(Problem details): Report every line in the items below that contains the word "manhole", matching case exactly.

Saved data entries:
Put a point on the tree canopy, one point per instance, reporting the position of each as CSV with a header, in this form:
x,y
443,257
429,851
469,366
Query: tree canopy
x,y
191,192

* * *

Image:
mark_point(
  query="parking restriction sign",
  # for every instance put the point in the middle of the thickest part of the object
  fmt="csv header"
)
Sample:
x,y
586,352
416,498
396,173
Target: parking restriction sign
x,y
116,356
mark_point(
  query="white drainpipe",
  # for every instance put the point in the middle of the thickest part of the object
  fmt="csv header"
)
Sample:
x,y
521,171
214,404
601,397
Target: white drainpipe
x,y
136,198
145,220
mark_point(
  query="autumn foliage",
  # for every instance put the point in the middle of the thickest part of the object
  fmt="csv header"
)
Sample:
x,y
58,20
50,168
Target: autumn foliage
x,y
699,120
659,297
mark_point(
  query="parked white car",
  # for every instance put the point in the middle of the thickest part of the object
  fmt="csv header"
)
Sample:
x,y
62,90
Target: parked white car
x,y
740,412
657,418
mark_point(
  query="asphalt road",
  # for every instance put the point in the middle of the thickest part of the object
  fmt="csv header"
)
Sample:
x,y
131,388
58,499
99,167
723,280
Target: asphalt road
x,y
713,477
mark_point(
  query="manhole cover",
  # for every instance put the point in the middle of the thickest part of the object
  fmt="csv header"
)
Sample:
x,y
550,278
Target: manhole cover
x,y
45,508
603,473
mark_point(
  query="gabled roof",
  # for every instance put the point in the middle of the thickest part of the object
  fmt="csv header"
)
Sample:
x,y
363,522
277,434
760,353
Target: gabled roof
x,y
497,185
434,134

(The response):
  query="manhole cover",
Target: manhole cover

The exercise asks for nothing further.